**WHAT THE TASK ASKS**
Reproduce the entries from the start through the line containing "point(16, 144)", changing every "Target" to "Object" and leaving all else unaltered.

**Extracted records**
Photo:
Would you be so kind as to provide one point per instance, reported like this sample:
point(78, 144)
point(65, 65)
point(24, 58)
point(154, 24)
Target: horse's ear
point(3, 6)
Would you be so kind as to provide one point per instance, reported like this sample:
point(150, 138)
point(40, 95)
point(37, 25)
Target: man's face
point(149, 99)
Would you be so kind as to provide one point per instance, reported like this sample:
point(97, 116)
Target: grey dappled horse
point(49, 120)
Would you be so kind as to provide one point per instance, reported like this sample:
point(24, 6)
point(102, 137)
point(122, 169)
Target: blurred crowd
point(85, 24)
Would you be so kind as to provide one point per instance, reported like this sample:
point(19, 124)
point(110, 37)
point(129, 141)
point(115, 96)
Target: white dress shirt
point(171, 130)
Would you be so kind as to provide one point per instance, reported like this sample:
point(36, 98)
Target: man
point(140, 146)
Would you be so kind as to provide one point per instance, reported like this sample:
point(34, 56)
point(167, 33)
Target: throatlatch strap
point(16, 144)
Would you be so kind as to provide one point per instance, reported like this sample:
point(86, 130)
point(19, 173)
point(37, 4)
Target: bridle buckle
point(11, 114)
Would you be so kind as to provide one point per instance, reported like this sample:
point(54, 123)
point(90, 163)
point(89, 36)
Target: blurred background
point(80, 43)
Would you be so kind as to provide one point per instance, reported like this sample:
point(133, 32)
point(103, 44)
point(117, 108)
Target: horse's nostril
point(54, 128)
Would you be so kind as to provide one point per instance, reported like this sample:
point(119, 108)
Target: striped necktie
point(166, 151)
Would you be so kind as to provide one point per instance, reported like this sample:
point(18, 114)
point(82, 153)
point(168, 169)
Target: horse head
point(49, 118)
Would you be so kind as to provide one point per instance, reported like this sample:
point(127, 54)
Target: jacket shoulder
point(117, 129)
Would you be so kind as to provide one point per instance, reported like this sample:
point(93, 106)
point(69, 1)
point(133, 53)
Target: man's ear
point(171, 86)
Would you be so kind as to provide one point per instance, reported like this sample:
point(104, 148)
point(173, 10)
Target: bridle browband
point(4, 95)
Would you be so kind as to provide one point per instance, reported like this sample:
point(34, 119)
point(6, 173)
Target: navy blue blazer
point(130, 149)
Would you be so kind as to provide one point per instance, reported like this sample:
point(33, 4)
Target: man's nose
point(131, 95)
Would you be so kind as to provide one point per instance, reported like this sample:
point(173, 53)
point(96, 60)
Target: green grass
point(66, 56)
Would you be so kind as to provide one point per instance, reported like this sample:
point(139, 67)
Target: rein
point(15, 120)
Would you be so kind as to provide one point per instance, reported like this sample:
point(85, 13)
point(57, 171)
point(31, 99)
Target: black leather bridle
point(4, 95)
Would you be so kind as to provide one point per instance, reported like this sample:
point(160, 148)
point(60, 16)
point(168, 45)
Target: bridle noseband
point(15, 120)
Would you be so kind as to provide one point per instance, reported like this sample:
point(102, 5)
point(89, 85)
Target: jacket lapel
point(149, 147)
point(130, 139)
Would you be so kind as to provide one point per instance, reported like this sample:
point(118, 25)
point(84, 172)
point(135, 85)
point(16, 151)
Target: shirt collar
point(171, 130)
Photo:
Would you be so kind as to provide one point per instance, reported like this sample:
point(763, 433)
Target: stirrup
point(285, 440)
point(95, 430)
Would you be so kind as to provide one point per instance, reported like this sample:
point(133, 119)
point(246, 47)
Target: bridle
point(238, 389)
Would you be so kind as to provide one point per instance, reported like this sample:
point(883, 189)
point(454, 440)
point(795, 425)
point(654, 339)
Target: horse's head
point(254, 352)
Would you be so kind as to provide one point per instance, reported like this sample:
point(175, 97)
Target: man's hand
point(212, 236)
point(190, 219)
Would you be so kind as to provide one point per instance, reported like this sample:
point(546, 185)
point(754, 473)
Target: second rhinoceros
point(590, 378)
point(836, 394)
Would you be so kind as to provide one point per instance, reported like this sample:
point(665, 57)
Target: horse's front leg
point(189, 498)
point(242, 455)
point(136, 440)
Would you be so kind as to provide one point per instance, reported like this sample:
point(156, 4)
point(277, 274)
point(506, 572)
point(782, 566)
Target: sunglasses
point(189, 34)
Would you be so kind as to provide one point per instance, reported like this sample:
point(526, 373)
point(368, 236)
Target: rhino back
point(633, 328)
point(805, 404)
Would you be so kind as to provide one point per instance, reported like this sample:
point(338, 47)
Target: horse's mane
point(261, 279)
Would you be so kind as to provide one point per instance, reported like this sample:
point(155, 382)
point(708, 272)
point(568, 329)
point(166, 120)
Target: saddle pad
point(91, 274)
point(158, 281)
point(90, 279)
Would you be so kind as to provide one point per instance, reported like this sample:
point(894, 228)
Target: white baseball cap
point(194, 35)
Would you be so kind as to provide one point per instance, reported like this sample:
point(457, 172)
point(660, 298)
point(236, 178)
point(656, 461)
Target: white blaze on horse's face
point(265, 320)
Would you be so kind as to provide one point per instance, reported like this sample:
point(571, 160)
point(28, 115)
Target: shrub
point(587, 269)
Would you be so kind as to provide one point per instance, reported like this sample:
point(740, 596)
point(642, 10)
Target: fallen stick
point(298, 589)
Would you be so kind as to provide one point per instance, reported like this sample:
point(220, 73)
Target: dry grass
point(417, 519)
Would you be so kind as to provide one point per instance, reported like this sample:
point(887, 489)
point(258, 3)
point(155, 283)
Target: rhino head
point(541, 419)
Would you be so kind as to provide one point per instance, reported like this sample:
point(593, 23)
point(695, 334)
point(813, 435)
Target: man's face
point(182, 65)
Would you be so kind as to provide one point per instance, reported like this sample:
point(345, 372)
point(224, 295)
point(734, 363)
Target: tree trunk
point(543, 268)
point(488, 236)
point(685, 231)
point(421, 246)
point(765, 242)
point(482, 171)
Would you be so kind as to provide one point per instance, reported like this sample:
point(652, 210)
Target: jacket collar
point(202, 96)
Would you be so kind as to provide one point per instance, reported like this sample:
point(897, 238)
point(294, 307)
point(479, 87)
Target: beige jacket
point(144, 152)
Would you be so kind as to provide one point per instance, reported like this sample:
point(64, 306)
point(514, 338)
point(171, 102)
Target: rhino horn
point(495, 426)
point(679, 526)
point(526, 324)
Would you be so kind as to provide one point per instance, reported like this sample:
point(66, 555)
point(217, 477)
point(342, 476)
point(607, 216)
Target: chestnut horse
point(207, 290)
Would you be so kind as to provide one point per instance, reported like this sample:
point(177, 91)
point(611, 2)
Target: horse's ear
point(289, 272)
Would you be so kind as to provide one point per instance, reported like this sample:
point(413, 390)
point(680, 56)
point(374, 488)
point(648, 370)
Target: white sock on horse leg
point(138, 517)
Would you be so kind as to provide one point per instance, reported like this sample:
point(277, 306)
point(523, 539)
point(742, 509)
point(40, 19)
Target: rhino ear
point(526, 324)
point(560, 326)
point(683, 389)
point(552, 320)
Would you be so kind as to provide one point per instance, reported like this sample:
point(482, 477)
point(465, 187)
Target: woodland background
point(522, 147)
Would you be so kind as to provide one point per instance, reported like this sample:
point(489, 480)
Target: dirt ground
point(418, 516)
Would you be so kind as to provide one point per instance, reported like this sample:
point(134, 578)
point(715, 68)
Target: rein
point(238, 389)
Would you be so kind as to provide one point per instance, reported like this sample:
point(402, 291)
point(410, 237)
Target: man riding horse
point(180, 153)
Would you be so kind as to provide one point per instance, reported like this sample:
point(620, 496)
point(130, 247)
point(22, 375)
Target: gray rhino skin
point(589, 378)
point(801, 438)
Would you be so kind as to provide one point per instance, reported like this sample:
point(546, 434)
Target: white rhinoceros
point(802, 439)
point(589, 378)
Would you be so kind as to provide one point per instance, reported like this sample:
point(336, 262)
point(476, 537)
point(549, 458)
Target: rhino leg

**OUTPUT OF THE EXERCISE**
Photo:
Would you be so kind as to provide one point per instance, reported like this sample:
point(78, 144)
point(65, 65)
point(24, 58)
point(154, 24)
Object: horse's ear
point(3, 6)
Would you be so kind as to provide one point per instance, reported like this sample:
point(150, 138)
point(40, 95)
point(37, 25)
Object: man's face
point(149, 99)
Would you be so kind as to provide one point per instance, reported like this sample:
point(97, 116)
Object: grey dappled horse
point(49, 120)
Would you be so kind as to provide one point per instance, reported like this sample:
point(24, 6)
point(102, 137)
point(122, 169)
Object: blurred crowd
point(85, 24)
Would you be so kind as to provide one point per instance, reported like this sample:
point(19, 124)
point(110, 37)
point(129, 141)
point(115, 96)
Object: white dress shirt
point(171, 130)
Would you be so kind as to provide one point per instance, reported like this sample:
point(36, 98)
Object: man
point(140, 146)
Would you be so kind as to provide one point per instance, reported like this sample:
point(34, 56)
point(167, 33)
Object: throatlatch strap
point(16, 144)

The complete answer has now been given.